• [EXERCISE REQUIREMENTS]:
Word for word, restate the entries that follow.

• [DATA FOR THIS TASK]:
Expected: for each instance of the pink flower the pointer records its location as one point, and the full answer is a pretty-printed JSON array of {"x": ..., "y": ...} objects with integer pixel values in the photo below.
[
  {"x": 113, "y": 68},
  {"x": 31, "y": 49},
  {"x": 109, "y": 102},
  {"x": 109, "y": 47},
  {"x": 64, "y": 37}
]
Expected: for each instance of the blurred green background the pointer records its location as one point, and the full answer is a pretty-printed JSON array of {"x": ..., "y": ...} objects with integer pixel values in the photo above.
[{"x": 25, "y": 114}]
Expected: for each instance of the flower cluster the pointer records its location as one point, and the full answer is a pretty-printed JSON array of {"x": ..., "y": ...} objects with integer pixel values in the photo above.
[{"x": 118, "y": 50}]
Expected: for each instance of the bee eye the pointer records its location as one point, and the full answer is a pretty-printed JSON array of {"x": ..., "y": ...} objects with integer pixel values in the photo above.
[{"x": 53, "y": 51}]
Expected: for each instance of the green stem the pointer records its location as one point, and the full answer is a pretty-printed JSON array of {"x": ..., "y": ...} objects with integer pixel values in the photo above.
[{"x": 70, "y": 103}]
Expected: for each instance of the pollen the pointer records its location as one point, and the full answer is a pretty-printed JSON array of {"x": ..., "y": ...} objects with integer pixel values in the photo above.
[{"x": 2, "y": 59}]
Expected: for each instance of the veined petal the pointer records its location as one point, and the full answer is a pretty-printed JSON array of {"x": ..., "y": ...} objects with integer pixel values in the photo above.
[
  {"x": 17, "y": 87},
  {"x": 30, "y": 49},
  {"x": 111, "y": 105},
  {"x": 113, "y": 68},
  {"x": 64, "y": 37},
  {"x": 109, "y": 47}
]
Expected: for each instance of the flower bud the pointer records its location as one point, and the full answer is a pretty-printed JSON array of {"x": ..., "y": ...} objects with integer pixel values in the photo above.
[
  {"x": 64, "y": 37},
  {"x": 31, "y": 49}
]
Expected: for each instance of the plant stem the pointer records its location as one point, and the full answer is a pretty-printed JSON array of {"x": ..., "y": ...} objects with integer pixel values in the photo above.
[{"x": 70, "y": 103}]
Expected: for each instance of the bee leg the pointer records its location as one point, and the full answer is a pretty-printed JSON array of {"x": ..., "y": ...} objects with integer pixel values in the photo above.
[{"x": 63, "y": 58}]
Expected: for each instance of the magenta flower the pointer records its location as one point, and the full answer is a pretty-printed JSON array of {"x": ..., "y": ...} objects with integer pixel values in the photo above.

• [PROBLEM SOLUTION]:
Expected: for each instance of the pink flower the pointer records its location as one point, and the full answer is a pretty-printed JSON array of {"x": ..., "y": ...} objects with integer pixel values in the photo below.
[
  {"x": 113, "y": 68},
  {"x": 31, "y": 49},
  {"x": 109, "y": 102},
  {"x": 109, "y": 47},
  {"x": 64, "y": 37}
]
Expected: for each instance of the blurred green background the pointer records its location as one point, and the full answer is a pretty-printed JSON array of {"x": ..., "y": ...} objects with integer pixel values in the photo above.
[{"x": 25, "y": 114}]
Expected: for each instance of the flower cluster the pointer records its location as one point, and the full answer is a pretty-printed JSON array of {"x": ..., "y": ...} objects with integer pixel values in the photo above.
[{"x": 118, "y": 50}]
Expected: for each instance of the bee eye the pointer records its location as one point, and the full answer is a pretty-printed JSON array of {"x": ..., "y": ...} objects with integer pixel values in the photo above.
[{"x": 53, "y": 51}]
Expected: for each instance of the green stem the pointer records its location as one point, and the full answer is a pretty-printed JSON array of {"x": ..., "y": ...} objects with integer pixel values in the photo above.
[{"x": 70, "y": 103}]
Expected: for each instance of the pollen the pointer records its location as one point, and the full answer is a pretty-printed JSON array of {"x": ..., "y": ...} objects with integer pixel values in the photo above.
[{"x": 2, "y": 59}]
Expected: for each instance of the veined petal the pointer records its location as one point, and the full answer is a pretty-printed JSON array of {"x": ..., "y": ...} objects with integer pixel values in the photo above.
[
  {"x": 17, "y": 87},
  {"x": 30, "y": 49},
  {"x": 111, "y": 105},
  {"x": 113, "y": 68},
  {"x": 64, "y": 37},
  {"x": 109, "y": 47}
]
Expected: for each instance of the flower bud the pointer records its location as one point, and the full answer is a pretty-printed JSON array of {"x": ..., "y": ...} objects with integer pixel values in the photo above.
[
  {"x": 64, "y": 37},
  {"x": 31, "y": 49}
]
Expected: for each instance of the plant stem the pointer records its location as one point, and the full answer is a pretty-printed JSON array of {"x": ..., "y": ...} objects with integer pixel values in the photo above.
[{"x": 70, "y": 103}]
Expected: for each instance of the bee leg the pointer records its location as one point, and the full answer is a pretty-printed JSON array of {"x": ..., "y": ...} objects with integer pixel values in the photo above.
[{"x": 63, "y": 58}]
Expected: for each instance of the magenta flower the pointer records its location as one point, and the full answer is a pretty-printed JSON array of {"x": ..., "y": ...} objects with integer pixel values in the photo above.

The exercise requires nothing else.